- **Objective**: Copy out the material below, changing each "pixel coordinates" to "image coordinates" and leaving everything else untouched.

- **Material supplied**:
....
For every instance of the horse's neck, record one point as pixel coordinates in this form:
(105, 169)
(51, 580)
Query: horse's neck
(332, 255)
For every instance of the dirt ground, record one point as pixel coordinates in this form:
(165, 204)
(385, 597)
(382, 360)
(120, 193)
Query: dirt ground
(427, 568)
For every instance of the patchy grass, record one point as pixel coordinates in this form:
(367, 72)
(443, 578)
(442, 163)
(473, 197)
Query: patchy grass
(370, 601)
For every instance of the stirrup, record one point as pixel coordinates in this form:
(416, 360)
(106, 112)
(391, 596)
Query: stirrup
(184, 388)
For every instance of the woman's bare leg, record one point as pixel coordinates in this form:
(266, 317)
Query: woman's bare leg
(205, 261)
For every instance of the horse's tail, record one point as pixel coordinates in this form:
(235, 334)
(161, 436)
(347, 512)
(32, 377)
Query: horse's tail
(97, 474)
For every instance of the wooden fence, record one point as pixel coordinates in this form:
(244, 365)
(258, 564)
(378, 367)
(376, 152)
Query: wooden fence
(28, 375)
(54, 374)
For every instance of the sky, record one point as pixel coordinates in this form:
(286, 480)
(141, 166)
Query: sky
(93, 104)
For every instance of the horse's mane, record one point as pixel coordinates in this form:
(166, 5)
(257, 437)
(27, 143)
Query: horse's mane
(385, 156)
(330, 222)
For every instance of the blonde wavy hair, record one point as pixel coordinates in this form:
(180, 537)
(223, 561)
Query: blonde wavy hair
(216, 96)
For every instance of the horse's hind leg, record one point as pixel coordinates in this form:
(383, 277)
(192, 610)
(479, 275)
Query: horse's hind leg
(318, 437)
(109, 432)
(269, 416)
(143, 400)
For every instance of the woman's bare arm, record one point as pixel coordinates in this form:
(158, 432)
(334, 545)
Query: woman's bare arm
....
- **Correct answer**:
For every instance of the horse's neck, record one point as image coordinates in this form:
(105, 169)
(51, 580)
Query: horse's neck
(332, 255)
For every instance of the dirt ground, record one point as image coordinates in this form:
(165, 204)
(385, 597)
(382, 360)
(120, 193)
Query: dirt ground
(427, 568)
For every instance of the patchy grass, record one point as image coordinates in this form:
(367, 72)
(443, 578)
(442, 163)
(473, 197)
Query: patchy grass
(370, 601)
For every instance of the stirrup, record one point as image coordinates in this form:
(416, 360)
(106, 112)
(391, 596)
Query: stirrup
(184, 388)
For every instance of the woman's bare leg, record one point as image coordinates in this form:
(266, 317)
Query: woman's bare leg
(205, 261)
For every instance of the horse's tail, record one point as image coordinates in this form:
(235, 334)
(161, 436)
(347, 512)
(32, 377)
Query: horse's tail
(97, 474)
For every instance of the wooden fence, record one point as image coordinates in this form:
(244, 365)
(258, 564)
(378, 367)
(376, 152)
Query: wooden fence
(28, 375)
(54, 374)
For every instance of the sky, record one point as image coordinates in this form:
(286, 480)
(141, 166)
Query: sky
(93, 104)
For every instance of the horse's mane, record one point as image coordinates in this form:
(166, 5)
(257, 437)
(27, 143)
Query: horse's mane
(385, 156)
(330, 222)
For every instance of the blonde wavy hair, record one point as image coordinates in this form:
(180, 537)
(223, 561)
Query: blonde wavy hair
(216, 96)
For every instance of the horse's hind leg, record one point as image coordinates in this form:
(383, 277)
(192, 610)
(479, 275)
Query: horse's hind leg
(318, 437)
(109, 432)
(269, 416)
(143, 400)
For every instance of the woman's bare arm, record one point as image coordinates in this form:
(158, 432)
(334, 545)
Query: woman's bare arm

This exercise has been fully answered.